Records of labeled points
####
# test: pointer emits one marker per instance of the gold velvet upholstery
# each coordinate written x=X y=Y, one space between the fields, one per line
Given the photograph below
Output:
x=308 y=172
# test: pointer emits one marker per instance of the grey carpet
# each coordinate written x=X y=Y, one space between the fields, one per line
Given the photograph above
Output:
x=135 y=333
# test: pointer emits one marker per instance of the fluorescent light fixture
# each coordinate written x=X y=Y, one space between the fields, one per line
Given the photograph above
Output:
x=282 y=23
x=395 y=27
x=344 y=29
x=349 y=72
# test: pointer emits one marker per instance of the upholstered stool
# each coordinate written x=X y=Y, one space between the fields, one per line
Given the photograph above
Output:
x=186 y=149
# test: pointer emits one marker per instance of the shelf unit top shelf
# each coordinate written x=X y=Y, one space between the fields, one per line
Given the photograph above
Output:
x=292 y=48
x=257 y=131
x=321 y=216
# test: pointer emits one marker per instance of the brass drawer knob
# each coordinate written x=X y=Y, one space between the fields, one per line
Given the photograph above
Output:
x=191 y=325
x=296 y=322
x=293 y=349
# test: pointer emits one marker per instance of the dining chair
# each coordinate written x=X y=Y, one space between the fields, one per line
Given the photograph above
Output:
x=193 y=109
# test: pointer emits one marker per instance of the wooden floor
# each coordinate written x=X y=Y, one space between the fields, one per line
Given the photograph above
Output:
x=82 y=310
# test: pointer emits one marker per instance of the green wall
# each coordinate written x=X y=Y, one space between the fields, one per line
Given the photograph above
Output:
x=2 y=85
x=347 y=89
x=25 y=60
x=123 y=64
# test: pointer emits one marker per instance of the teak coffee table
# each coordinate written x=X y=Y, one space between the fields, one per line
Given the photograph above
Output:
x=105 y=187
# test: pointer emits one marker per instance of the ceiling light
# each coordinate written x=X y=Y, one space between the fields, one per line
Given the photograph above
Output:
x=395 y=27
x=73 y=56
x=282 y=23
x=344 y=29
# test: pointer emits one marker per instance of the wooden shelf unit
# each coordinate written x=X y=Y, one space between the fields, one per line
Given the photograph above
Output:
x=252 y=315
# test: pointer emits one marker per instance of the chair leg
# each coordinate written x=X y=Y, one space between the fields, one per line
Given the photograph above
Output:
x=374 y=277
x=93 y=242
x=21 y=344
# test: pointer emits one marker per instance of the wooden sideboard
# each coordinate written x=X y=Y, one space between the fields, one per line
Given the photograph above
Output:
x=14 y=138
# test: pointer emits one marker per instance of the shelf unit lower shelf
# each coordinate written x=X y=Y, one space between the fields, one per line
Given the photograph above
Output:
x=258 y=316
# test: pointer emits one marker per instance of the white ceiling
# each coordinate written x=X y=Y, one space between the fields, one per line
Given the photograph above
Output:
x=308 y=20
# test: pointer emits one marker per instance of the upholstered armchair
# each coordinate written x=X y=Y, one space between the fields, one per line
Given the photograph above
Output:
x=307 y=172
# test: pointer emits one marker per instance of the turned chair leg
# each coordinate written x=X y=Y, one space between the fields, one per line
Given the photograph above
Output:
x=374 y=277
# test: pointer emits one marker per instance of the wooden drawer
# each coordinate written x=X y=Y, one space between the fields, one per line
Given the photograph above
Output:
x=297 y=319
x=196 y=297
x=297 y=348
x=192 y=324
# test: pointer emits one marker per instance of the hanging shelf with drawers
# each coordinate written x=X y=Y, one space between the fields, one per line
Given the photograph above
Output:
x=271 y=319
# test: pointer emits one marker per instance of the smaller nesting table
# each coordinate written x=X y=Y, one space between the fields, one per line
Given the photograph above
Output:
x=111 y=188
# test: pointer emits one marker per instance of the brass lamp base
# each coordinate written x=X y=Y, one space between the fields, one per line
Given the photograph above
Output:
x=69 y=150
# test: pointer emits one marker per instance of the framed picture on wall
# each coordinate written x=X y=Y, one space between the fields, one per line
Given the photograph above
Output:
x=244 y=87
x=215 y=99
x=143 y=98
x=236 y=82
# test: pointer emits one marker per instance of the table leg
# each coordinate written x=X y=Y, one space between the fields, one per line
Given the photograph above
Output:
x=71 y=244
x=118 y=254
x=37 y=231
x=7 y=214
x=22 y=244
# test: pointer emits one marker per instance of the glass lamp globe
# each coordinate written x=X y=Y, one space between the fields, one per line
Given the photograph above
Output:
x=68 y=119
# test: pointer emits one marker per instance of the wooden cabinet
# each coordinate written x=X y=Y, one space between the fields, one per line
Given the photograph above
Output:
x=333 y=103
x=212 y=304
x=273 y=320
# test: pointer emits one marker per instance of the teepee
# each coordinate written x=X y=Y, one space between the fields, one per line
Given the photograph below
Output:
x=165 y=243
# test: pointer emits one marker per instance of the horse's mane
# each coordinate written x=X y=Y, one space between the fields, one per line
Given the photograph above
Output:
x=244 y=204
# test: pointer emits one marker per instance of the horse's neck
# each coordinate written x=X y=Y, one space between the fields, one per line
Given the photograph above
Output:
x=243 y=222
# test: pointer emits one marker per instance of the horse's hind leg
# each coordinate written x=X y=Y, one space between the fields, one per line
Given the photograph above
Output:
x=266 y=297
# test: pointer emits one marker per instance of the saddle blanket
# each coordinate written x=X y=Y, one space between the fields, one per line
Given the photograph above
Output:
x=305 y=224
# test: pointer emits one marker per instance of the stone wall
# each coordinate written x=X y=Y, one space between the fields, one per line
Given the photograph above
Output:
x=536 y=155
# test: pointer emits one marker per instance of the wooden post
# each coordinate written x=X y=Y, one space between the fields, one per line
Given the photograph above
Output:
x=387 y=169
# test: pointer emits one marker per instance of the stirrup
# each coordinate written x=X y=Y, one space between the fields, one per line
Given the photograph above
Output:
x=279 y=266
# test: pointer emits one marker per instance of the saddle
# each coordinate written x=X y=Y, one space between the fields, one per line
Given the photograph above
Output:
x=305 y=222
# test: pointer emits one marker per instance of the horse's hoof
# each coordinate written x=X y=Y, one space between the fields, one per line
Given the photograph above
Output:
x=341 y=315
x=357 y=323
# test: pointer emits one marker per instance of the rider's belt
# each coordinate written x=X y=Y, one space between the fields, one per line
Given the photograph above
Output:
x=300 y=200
####
EXERCISE AIM
Repeat only the lines from the one holding "# test: pointer emits one marker per instance of the stirrup" through the last line of the data.

FULL ANSWER
# test: pointer emits one marker per instance of the stirrup
# each coordinate written x=X y=Y, one space between the fields, one per line
Given the photograph above
Output:
x=279 y=266
# test: pointer emits one marker per instance of the saddle
# each coordinate written x=X y=Y, one space between the fields, one per line
Given the photograph above
Output:
x=305 y=222
# test: pointer emits one marker per instance of the horse's hoof
# each coordinate written x=X y=Y, one space between the fields, one per line
Given the photograph above
Output:
x=341 y=315
x=357 y=323
# test: pointer emits one marker per instance of the rider's belt
# each coordinate written x=X y=Y, one space between the fields, one per line
Given the photograph above
Output:
x=300 y=200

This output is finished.